In reality the Germans were expecting about a 2500 mile range with full bomb load of a B-29 sized jet (Junker EF132).

The engines were to be based around the Jumo 004H, Jumo 012 and BMW 018.

These engines were simply scaled up Jumo 004 or BMW 003 with higher pressure ratios for greater efficiency, compressor blow of valves and a fabricated compressor casing rather than a casting. The Jumo 004H was a scaled down Jumo 012 rather than an improved Jumo 004 with the blow of valve feature. such engines had only slightly improved fuel consumption: perhaps an sfc of 1.1 See Anthony Kay.

The final German war piston engines were big engines and not really over stressed at the 2500hp level: the DB603 series are over 41L much larger than a Merlin or Griffon. Even with a two stage supercharger DB often didn't plan on using an inter-cooler. However after compression the air comes out at 200C and pulling of 75C-100C or so can help and when such a device is added that level of power becomes plausible and these devices were added to the DB603L and DB603N

In General the final engines that managed to get into service or were just short of doing so were:
*BMW801F at 2600hp*, this is an evolved form of the BMW801D2. The "F" didn't make it into service due to tooling issues but a hybrid form of the F and D2 known as the TS made it into service at 2200hp. One can argue over whether a certain boost level was released or not. The F had technologies such as vacuum cast heads, stronger pistons, stronger crankcase, new supercharger and gearing.

BMWTJ and TQ, turbo charged versions. These had very good altitude performance.

The Jumo 213A and 213E1 probably made it into service achieving 2100 to 2050 hp and quite possibly 2240hp, this level of power was certainly undertaking speed runs at the end of the war and may have been used in airfield protection squadrons for Me 262 given fuel delivery documents showing C3 deliveries. A variant capable of 3750 rpm and 2600-2800hp using 4 instead of 3 valves known as the 213J was expected to be capable of 2600hp in short order in service and I believe it was hoped it could reach 3200hp.

However before the 213J would have entered service there was two intermediate versions:
Jumo 213F which was a Jumo 213E without the inter-cooler: some delivered as Fw 190D13
Jumo 213EB, essentially an improved E1 (or F as inter-cooler) good for about 2400hp, larger valves, higher RPM. The Fw 190D13/R25 was expected to achieve 488mph on this engine. It was scheduled for late 1944 production but never made it.

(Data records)
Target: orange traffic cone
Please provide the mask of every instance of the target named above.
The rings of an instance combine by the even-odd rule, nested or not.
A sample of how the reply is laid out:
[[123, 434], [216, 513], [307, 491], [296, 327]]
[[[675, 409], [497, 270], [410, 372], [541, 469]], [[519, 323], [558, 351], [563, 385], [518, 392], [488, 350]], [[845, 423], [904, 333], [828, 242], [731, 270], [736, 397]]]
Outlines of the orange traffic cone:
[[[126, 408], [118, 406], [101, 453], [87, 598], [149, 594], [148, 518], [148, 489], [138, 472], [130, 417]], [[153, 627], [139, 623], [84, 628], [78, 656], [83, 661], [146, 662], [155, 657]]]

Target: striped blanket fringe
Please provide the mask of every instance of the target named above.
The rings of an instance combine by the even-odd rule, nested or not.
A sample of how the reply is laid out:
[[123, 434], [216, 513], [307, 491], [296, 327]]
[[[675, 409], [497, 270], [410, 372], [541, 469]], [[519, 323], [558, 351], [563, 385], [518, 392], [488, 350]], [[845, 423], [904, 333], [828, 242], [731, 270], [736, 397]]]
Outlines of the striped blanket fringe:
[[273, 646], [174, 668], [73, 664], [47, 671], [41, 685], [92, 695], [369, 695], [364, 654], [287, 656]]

## GIVEN PROBLEM
Rewrite the passage on German engines, starting at "The engines were" and ending at "See Anthony Kay.", and swap in "power units" wherever "engines" appears.

## TASK RESPONSE
The power units were to be based around the Jumo 004H, Jumo 012 and BMW 018.

These power units were simply scaled up Jumo 004 or BMW 003 with higher pressure ratios for greater efficiency, compressor blow of valves and a fabricated compressor casing rather than a casting. The Jumo 004H was a scaled down Jumo 012 rather than an improved Jumo 004 with the blow of valve feature. such power units had only slightly improved fuel consumption: perhaps an sfc of 1.1 See Anthony Kay.